Position annotation listing
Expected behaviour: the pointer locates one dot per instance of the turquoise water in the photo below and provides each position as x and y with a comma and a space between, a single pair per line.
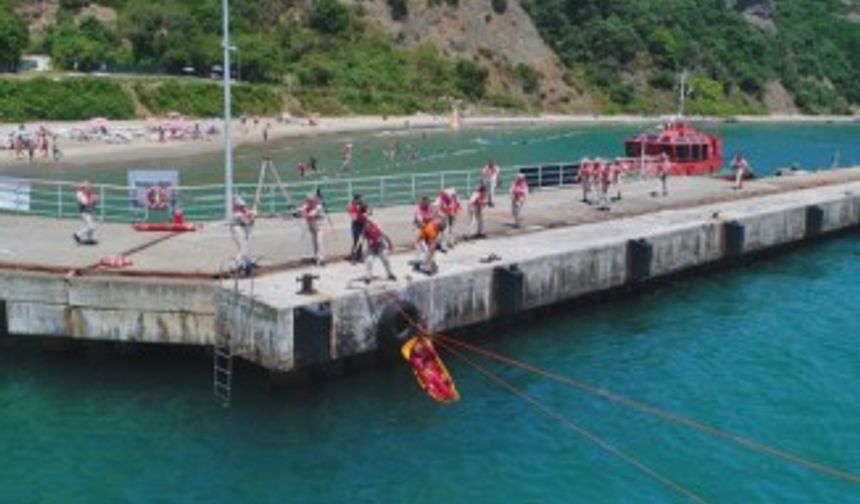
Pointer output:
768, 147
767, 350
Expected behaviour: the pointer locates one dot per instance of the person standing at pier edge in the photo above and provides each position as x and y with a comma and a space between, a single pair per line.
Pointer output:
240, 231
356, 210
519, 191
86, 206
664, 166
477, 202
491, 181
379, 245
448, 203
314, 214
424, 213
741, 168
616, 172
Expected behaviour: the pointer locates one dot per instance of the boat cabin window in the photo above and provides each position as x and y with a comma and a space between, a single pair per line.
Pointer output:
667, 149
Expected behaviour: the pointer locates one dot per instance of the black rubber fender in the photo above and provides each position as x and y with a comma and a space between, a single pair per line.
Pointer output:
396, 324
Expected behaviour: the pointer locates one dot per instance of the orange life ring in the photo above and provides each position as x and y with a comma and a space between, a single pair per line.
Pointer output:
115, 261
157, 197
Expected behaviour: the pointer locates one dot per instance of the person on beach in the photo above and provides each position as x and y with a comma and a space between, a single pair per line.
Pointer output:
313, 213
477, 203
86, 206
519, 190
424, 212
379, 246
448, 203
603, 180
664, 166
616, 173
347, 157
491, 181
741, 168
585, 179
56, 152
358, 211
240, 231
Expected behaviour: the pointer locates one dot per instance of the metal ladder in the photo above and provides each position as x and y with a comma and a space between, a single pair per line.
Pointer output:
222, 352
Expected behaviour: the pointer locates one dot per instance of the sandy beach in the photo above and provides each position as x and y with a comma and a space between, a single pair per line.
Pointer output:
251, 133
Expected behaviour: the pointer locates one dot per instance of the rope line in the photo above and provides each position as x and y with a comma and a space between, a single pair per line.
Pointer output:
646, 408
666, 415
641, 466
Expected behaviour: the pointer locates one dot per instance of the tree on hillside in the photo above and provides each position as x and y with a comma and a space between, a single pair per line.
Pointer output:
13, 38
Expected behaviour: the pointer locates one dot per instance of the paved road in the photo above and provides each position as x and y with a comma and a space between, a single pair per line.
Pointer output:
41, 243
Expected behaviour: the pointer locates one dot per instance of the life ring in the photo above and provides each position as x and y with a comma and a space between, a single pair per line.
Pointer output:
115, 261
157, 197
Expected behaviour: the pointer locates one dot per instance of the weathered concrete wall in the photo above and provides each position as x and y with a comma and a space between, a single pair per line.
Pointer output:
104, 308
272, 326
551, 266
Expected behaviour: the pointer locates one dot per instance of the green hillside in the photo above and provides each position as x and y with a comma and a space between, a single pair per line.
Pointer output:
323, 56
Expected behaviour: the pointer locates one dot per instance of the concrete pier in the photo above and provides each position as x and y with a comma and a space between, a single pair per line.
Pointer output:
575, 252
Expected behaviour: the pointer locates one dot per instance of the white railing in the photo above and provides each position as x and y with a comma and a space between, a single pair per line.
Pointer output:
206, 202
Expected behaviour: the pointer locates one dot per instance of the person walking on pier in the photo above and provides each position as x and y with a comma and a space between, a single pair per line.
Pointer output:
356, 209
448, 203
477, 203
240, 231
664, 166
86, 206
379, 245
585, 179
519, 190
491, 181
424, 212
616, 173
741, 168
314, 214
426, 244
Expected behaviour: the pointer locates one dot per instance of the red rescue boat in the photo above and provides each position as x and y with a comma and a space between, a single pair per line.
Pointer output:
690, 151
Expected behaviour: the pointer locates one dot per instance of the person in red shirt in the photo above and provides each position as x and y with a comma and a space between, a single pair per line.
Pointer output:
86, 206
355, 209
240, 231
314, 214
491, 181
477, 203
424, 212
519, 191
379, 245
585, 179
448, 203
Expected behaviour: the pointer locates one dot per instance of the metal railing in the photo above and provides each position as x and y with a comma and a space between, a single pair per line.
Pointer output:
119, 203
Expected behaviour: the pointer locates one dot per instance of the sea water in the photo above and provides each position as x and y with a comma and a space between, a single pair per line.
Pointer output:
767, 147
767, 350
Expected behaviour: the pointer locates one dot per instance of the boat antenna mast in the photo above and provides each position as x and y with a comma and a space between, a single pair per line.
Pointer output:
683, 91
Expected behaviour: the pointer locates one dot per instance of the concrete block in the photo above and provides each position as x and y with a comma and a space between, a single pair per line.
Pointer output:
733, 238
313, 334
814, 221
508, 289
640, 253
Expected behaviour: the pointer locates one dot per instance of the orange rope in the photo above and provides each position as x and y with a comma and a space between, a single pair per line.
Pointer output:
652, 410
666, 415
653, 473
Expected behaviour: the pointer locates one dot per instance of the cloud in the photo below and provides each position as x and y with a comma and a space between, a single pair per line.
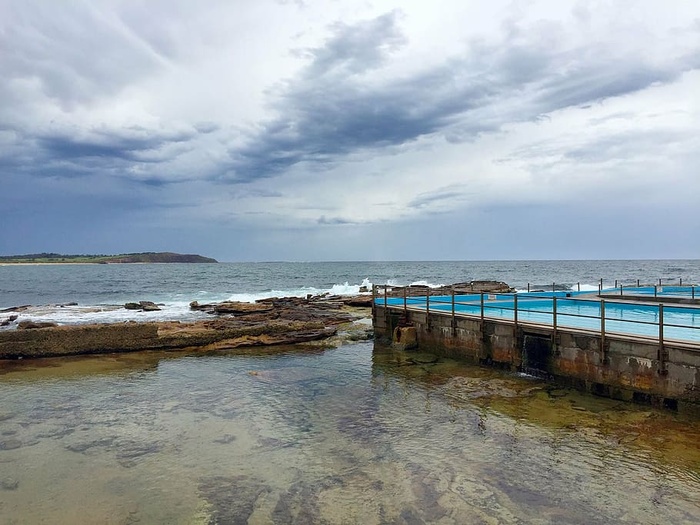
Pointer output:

_STATED GOAL_:
Print the whole listing above word for word, omitting the pictures.

_REPLY TO THE EXERCISE_:
Expected behaviour: the pointer locates one dot per instance of the turquoise water in the photo below and provides each position as x and y with a comma and a space between, a single pair per line.
Pointer output:
768, 147
767, 350
Expected behaviour: the pointer locates one dot per instance of the person standing at pier edge in the photo above and provides each position as x and y with a comma and a space between, a single pair per line.
Pointer output:
240, 231
356, 210
519, 191
86, 206
664, 166
477, 202
491, 181
379, 245
448, 203
314, 214
424, 213
741, 168
616, 172
Expected behaviour: the pointer locates one dot per instance of the boat cabin window in the photo above and provides each position as x and y with a comma and a space between, a single pair per line.
Pointer output:
667, 149
Expected behaviour: the pointer locates one dot per instance of the black rubber fender in the photo above and provides each position as x and y with a comma and a space between, a single pair per line.
Pointer output:
396, 324
Expected behaviour: the pointer locates one dot per instance of the orange life ring in the photo above and provides each position as x and y with a comma and a space between, a single pair per line.
Pointer output:
115, 261
157, 197
Expected behaviour: the pointer locates one dot per instance of the person on beach in the photo above and provides each position as x and y with a comma and a space between, a single pair per line.
Pointer output:
313, 213
477, 203
86, 206
519, 190
424, 212
379, 246
448, 203
603, 180
664, 166
616, 173
347, 157
491, 181
741, 168
585, 179
56, 152
358, 211
240, 231
Expected behaviour: the pointer locates one dot per instance of the metal ladder in the photo above and provides each position as x and y with a comma and a space between, a single pair per line.
Pointer output:
222, 352
Expected behaviour: the pointer locates one dot per instance of the sandy beach in the photo above and provides each position as x and y with a comma and a space between, a single pair per line.
Pointer output:
251, 133
Expected behaviour: the pointer locates one dot per instance of the rope line in the photo above and provides each position as x and y with a comma and a space between, a single pair per line.
Pointer output:
646, 408
666, 415
641, 466
Expected behaviour: the pointer locates one dot per instance of the tree on hillside in the photo above and provides each position as x and y with a comma and a space between, a single pair per line.
Pointer output:
13, 38
Expected behaviour: the pointer locates one dot per instance of the paved road in the photo above and provides each position as x and y with a comma and a space between, a single pair per line.
Pointer output:
41, 243
Expected behaviour: the pointer locates one dot per instance of the life ring in the photo above and provides each position as x and y with a comma and a space between, a single pair per line.
Pointer output:
115, 261
157, 197
Expected behaviour: the pointer locates one dot per instance of the weathered concrete wall in the photo above and provides each position as x and y with a comma and a space between, a single pair per line.
Pointer output:
104, 308
272, 326
551, 266
Expected behaviour: the pointer locates one dot per instance of the green hillside in the photo above and provides each position as x and y with a comma and a space between, a single pair per line.
Pointer output:
323, 56
Expected behaviour: the pointer locates one dot per instance of the concrete pier in the photo above and provides each position as x and y with a comma and a space between, a single pair per line.
Pointer output:
575, 252
Expected behaviour: the pointer locates one dot per instance of the white railing in the photo above and provides each position as x and y with a comma and a space between, a single pair per line.
Pointer output:
206, 202
Expected behaviour: the pointer locates one dot per instance of the person walking on pier in the photo above and provides each position as x and y with a comma and a space between, a single pair per line.
Pointer output:
356, 209
448, 203
477, 203
240, 231
664, 166
86, 206
379, 245
585, 179
519, 190
491, 181
424, 212
616, 173
741, 168
314, 214
426, 244
Expected behaviour: the pointer locates one dot per instance of the red rescue boat in the photo above and provides each position as x and y with a comma and a space between, a single pair per line.
Pointer output:
690, 151
Expected behaviour: the pointer locates one dot per instance of the person in red shirt in the photo above and provides each position as x and y with a comma and a space between, a single pair per line.
Pointer output:
86, 206
355, 209
240, 231
314, 214
491, 181
477, 203
424, 212
519, 191
379, 245
585, 179
448, 203
Expected behaviour: the pointer locates one dot per instance of the metal railing in the photo above and provides each position as x and y with a comma and a space between, a single pair per line.
Pointer output:
119, 203
Expected behaviour: the pointer locates one dot per instance of the sea water in the photo above and provides each position as x and y with a comma and a space between, a single pair per line.
Pointer output:
767, 147
767, 350
Expected behaviour: the pointer locates one dot per instance of the boat antenna mast in the photo above and provides each position as x and y with a comma and a space between, a single pair per line.
Pointer output:
683, 91
Expected behaviour: the pointer locates one dot per instance of the concrete block in the photo above and provides each position as x and y with a comma and a space between, a single pair per line.
Pointer output:
733, 238
313, 334
814, 221
508, 289
640, 253
Expected behaviour: the pointer locates one dot per instance of the orange rope in the photo above and provides each position as x and y with a comma and a space between, a single pair per line.
Pointer output:
652, 410
666, 415
653, 473
Expected behaviour: the pointer locates one dot per instance of the cloud in the photo below and provides each position as x and y with a comma and a space between, a single pair per line.
Pointer output:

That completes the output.